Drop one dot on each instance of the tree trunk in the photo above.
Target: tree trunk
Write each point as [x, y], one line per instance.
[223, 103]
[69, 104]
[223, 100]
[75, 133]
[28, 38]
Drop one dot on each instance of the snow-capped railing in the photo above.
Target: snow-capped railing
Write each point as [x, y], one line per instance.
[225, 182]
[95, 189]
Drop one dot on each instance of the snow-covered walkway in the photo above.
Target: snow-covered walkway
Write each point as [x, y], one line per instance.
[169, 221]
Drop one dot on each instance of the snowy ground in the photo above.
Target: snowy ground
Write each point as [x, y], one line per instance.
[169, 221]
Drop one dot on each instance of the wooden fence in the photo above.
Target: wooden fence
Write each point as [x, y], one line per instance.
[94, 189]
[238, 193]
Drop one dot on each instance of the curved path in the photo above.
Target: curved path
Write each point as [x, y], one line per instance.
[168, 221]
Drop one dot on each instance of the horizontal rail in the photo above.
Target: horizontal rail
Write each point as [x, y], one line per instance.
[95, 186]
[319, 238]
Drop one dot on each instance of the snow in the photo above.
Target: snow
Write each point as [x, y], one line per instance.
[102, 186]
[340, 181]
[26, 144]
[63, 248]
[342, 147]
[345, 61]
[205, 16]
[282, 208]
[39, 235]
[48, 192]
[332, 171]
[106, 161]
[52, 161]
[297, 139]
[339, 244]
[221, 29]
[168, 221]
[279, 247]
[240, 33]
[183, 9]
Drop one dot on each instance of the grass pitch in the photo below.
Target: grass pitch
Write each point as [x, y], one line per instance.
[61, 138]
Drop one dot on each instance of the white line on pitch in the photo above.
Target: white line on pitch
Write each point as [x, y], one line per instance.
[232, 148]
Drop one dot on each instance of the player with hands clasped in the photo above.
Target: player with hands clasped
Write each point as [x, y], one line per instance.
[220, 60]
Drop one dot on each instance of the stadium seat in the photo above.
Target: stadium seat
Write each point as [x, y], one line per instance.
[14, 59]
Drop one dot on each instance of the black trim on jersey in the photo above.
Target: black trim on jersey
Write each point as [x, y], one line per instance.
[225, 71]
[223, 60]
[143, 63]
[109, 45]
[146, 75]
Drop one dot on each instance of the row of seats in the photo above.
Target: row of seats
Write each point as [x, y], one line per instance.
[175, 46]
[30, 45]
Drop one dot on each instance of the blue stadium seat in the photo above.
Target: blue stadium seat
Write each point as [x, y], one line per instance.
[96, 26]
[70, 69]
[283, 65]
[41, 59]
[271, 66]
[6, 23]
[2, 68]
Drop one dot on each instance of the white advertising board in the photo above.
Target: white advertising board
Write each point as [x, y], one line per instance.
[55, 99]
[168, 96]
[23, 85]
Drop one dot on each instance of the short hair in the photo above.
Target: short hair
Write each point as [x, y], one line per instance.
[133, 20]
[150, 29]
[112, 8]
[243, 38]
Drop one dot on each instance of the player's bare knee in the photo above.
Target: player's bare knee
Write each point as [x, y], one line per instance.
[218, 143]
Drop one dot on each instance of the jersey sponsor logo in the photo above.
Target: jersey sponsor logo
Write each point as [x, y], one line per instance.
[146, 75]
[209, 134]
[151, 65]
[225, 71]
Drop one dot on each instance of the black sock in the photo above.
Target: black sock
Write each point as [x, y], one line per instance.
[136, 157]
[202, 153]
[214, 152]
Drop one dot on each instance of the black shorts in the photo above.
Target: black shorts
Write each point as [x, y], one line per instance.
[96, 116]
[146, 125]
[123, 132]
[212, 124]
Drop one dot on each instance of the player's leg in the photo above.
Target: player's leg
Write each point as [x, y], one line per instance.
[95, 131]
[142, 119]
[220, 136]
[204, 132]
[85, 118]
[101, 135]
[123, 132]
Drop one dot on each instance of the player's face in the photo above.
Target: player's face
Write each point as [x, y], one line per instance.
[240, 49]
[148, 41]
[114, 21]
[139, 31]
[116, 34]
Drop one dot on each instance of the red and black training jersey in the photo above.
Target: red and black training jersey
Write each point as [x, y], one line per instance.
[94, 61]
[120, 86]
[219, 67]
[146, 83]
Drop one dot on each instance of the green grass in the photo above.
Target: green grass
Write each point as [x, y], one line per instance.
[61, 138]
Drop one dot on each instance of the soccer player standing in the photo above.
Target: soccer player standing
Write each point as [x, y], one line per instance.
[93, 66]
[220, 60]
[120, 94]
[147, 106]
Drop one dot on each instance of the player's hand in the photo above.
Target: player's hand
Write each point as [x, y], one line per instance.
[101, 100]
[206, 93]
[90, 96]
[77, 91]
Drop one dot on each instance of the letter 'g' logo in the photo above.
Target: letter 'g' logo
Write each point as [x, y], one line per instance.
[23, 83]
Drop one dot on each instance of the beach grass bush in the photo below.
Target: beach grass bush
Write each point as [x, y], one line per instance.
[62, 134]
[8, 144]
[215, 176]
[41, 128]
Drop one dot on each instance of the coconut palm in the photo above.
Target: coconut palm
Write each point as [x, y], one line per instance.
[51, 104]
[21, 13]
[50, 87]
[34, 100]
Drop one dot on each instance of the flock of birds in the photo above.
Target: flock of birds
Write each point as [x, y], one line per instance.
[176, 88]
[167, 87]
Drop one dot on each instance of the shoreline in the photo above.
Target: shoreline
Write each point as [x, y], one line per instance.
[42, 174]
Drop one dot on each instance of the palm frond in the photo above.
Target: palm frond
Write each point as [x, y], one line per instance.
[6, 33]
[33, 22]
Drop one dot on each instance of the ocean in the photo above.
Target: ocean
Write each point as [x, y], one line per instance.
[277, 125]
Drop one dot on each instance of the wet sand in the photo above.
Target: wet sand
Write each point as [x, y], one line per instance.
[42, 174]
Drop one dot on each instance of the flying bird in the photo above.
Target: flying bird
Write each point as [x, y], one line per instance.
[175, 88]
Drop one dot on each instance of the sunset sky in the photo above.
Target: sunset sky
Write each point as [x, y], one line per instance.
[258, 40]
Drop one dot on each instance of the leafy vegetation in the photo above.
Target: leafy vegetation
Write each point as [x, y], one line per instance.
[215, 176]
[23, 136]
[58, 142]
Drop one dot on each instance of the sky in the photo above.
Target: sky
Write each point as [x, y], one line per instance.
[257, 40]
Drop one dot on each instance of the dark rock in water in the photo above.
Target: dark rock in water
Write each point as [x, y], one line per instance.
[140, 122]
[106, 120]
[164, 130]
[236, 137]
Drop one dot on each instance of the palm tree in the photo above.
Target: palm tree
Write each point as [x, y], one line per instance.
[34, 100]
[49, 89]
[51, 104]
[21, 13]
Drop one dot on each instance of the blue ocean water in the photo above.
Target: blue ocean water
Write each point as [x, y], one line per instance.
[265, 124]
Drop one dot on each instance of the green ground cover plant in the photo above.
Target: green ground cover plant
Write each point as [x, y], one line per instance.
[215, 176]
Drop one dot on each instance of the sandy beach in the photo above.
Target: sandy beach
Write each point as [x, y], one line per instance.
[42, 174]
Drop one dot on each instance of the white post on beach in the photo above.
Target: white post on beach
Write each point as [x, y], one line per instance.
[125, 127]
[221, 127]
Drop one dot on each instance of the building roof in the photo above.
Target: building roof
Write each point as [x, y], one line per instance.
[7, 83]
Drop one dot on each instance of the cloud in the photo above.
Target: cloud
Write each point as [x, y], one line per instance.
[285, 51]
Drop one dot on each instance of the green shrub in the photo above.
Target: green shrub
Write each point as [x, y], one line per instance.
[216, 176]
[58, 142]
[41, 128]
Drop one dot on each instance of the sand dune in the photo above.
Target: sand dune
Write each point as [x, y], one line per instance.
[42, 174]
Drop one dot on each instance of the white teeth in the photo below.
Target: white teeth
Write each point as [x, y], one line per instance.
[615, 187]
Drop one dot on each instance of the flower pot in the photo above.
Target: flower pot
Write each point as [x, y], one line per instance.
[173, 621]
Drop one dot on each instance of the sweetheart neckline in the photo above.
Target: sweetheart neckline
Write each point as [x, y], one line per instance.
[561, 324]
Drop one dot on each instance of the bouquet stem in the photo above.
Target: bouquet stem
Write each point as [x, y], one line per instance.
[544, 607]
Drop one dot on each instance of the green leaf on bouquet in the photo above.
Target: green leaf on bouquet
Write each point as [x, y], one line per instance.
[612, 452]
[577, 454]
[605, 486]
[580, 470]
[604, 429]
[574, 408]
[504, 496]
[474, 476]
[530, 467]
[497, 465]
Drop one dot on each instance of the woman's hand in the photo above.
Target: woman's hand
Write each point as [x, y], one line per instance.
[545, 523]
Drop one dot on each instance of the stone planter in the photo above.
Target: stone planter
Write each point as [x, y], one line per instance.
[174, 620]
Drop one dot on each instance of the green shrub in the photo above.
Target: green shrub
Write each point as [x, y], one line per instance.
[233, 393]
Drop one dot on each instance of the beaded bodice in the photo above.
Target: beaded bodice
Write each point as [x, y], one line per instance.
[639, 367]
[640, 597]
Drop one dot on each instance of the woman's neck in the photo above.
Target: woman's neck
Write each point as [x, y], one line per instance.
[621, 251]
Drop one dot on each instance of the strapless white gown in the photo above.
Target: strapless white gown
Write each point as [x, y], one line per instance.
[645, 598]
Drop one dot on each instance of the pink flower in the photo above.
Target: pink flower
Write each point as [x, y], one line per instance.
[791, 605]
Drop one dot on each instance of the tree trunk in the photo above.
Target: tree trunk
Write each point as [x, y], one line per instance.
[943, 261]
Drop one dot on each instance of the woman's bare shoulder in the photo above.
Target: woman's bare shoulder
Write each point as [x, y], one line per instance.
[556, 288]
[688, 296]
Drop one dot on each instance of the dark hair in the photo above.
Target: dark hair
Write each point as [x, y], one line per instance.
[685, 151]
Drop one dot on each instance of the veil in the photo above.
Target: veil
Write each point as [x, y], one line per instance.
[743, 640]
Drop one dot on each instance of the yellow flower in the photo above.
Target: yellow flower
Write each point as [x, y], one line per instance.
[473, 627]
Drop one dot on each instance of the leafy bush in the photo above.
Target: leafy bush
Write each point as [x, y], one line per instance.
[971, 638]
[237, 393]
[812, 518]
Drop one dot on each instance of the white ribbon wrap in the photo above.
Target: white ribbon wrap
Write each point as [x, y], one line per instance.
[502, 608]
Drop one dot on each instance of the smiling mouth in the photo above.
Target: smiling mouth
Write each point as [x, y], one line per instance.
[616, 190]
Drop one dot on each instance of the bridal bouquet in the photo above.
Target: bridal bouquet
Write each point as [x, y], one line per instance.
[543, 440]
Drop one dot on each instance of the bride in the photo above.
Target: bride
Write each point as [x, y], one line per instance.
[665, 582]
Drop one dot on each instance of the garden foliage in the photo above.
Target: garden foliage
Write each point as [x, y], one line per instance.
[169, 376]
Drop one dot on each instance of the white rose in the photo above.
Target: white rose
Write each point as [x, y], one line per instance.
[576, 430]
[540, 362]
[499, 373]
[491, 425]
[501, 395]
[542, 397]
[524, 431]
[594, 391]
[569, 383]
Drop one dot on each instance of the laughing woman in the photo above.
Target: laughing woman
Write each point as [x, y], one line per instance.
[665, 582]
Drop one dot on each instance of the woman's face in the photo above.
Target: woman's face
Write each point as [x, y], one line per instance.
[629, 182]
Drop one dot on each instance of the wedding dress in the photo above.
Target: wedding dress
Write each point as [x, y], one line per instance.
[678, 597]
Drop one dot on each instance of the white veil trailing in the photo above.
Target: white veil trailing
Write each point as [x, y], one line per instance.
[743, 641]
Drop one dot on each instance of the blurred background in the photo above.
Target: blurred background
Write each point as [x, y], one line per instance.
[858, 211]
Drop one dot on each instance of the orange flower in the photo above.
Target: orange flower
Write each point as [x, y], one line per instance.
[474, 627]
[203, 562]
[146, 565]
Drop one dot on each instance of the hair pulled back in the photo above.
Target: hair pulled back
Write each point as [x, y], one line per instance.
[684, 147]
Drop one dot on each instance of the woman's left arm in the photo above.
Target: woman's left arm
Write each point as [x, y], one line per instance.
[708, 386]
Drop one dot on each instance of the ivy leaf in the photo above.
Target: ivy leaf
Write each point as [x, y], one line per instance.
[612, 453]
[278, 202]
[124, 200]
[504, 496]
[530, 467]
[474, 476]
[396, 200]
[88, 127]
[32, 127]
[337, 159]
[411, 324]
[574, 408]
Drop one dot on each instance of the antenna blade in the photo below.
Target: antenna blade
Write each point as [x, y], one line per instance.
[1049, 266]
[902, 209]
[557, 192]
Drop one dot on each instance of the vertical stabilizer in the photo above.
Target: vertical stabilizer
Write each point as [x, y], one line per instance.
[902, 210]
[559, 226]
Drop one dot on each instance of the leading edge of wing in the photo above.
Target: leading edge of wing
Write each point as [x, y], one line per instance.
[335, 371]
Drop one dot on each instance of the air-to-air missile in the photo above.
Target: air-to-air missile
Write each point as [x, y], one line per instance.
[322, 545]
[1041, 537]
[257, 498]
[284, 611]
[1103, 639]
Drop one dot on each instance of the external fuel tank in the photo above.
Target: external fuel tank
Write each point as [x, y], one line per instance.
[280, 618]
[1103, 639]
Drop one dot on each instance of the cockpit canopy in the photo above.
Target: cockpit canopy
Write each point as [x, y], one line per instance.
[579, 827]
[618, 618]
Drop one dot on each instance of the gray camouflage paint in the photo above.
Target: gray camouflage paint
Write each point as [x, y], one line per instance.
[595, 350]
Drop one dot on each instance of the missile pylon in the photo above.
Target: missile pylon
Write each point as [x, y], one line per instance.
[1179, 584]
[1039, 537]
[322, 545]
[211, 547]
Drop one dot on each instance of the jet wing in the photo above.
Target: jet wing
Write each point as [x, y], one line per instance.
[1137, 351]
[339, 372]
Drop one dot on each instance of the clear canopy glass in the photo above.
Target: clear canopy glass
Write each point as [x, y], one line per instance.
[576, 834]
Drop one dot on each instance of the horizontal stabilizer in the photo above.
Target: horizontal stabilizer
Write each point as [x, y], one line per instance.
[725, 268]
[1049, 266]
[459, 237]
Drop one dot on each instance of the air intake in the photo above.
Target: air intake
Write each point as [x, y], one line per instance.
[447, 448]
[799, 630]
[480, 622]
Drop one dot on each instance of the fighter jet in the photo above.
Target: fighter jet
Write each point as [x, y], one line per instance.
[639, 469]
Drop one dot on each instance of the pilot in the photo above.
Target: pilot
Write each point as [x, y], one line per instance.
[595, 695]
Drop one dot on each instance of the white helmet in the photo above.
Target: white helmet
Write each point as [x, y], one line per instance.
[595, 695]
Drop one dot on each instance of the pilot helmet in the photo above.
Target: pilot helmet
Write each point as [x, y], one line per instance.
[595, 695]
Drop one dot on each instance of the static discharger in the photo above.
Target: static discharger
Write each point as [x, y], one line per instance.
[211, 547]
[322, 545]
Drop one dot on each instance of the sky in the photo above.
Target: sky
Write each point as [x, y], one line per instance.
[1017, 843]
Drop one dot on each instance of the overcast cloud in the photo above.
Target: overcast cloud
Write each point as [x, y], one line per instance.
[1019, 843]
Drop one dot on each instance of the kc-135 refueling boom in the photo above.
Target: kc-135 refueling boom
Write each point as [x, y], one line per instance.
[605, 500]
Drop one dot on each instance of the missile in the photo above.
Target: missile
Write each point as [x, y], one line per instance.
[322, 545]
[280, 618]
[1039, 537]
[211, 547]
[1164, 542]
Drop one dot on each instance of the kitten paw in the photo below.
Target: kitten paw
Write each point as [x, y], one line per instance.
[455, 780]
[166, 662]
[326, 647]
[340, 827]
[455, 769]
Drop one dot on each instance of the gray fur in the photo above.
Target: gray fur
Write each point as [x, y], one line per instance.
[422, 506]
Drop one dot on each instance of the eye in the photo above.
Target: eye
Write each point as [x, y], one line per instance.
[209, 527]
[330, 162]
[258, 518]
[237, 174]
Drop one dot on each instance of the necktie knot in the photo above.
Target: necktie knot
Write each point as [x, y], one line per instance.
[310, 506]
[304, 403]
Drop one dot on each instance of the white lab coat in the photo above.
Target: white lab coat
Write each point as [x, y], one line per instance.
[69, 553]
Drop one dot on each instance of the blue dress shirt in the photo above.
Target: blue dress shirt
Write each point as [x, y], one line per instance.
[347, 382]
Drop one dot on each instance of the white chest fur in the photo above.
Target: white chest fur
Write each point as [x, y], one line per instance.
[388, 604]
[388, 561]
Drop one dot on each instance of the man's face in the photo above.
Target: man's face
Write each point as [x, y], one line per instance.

-*-

■ Exercise: Update the part of the material that opens with the line containing "Drop one dot on each instance of the static" and closes with the line containing "[1164, 542]" by replacing "overcast cloud" with "storm cloud" throughout, leaving everything else unchanged. Reproduce only that part.

■ Solution to this exercise:
Drop one dot on each instance of the static discharger in the photo above.
Target: static discharger
Write each point as [x, y], one line per instance.
[211, 547]
[322, 545]
Drop one dot on each instance of the sky in the photo above.
Target: sky
Write each point as [x, y], one line per instance.
[1017, 843]
Drop one dot on each instance of the storm cloud in the photo above.
Target: storm cloud
Write each point as [x, y], one line per instance.
[1019, 843]
Drop one dot on each instance of the kc-135 refueling boom in the photo above.
Target: kc-135 refueling boom
Write each point as [x, y], one line per instance.
[605, 500]
Drop one dot on each instance of the missile in the photo above.
Target: missile
Write each point as [x, y], one line per instance.
[322, 545]
[280, 618]
[1039, 537]
[211, 547]
[1164, 542]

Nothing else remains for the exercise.